TEXT SECTION =
-*-*-

# Cat Thread



## -DEADLY SUSHI- (Mar 12, 2006)

So I just went over to my neigbour. He gave me 4 cooked shrimp. Not sure why but I appreciate it! I gave one of the shrimp (on a paper plate) to my cats. Clint (the fatso of the lot) didnt even look twice. While Zephyer decided that THIS is his dinner. He LOVES it! 
If you have a cat..... what is their favorite food? How often do you feed them it?


----------



## middie (Mar 12, 2006)

Disney will eat just about anything.
Chicken of course is her favorite.
Then it would be Pringles.

She only gets a chunk of chicken 2 or 3 times 
a week. Pringles maybe once a month and she'll
only get 2 then.


----------



## buckytom (Mar 13, 2006)

of our 4 cats, turkey cold cuts seems to be the most popular, same with leftover sashimi, especially salmon skin.
our maine coon will repeatedly jump up and sit in the middle of the table, purring like a chainsaw until you give him some salmon skin. but you can't just put it in front of him. you have to hand feed each piece, like he's a prince.
i'll post a picture of the hairy bastid later.


----------



## pdswife (Mar 13, 2006)

Lily Lily Queen of cats....
loves the just from the tuna can but will not touch the tuna.
She loves all canned cat food except for the salmon flavored ones.

-*-*-

SOURCE INFORMATION =
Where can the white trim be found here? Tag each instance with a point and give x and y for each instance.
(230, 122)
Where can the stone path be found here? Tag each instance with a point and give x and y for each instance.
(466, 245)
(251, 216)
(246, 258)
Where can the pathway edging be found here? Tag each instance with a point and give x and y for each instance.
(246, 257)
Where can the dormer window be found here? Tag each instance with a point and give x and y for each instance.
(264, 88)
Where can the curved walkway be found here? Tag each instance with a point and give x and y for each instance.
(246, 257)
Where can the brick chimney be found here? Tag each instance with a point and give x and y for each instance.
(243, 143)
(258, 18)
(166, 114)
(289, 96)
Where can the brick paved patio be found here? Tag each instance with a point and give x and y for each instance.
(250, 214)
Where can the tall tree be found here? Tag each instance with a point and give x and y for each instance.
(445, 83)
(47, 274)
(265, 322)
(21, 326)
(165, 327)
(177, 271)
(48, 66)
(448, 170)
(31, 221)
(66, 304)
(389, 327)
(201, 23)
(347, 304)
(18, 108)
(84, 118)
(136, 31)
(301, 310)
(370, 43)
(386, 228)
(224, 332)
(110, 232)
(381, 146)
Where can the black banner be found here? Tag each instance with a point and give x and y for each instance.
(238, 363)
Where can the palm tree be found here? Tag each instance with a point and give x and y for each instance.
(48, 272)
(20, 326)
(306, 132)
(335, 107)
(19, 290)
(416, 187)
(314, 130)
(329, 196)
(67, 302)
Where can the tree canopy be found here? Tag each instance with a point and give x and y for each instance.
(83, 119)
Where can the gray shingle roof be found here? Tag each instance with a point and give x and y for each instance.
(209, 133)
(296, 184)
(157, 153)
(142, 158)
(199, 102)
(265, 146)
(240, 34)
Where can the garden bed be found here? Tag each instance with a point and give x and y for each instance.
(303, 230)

-*-*-

EXERCISE TASKS =
1. In the cat thread, how often does Disney get a chunk of chicken?
2. Copy the cat thread from "If you have" to "would be Pringles.".
3. Proceed with the cat thread, continuing it from the point where it stops.

ANSWERS TO THE EXERCISE =
1. Two or three times a week.

2.
If you have a cat..... what is their favorite food? How often do you feed them it?


----------



## middie (Mar 12, 2006)

Disney will eat just about anything.
Chicken of course is her favorite.
Then it would be Pringles.

3.
She loves oatmeal cookies.
She likes milk but only if it's left over from our morning cereal.
She likes scrambled eggs but doesn't like raw ones.
Ham and turkey lunch meat is ok but she will not touch bacon.
She likes tomato and split pea soup.


----------



## -DEADLY SUSHI- (Mar 13, 2006)

Let us see this hairy feline!


----------



## pdswife (Mar 13, 2006)

Here she is Sushi!


----------



## -DEADLY SUSHI- (Mar 13, 2006)

Split pea Soup?!   Wow! My cats wont even bother to sniff it. Put raw chicken in front of them.... look out! They LOVE it.  Its funny. Zephyer (skinny cat) will NOT eat the shrimp past the crustation (shell). LA-DE-DA!!!


----------



## middie (Mar 13, 2006)

pds she's gorgeous ! 
long haired calico ?


----------



## pdswife (Mar 13, 2006)

Lily won't eat raw or cooked chicken... she's very very weird and even more picky.  

I had a cat once that loved canned peas more than anyother food on earth.


----------



## pdswife (Mar 13, 2006)

Thanks Middie.

She is gray white and orange but no black so... I don't think she can really be called calico.  She does have very long hair and on her tummy she has one spot that is very curly, like a sheeps hair.


----------



## grumblebee (Mar 13, 2006)

My cats are very strange.. they will go NUTS for certains human foods. I dont let them eat much of it when I do give them some (because I dont really know if its good for them or not) But they go crazy for the strangest things. 

Examples:
*Olives*: manzanilla, ripe, kalamata... they seem to smell them a mile awhile and come running... they will eat them if I give them some. They are even are obsessed with olive brine. If I've drained a can in the sink they will go to the sink and try to lick it out. So weird! 

*Canned Corn:* Not corn on the cob or frozen corn... just the canned stuff. Whole kernal or cream style - they like them both! Just like with the olives, they can smell an open can of corn from far away and come to bug me for some.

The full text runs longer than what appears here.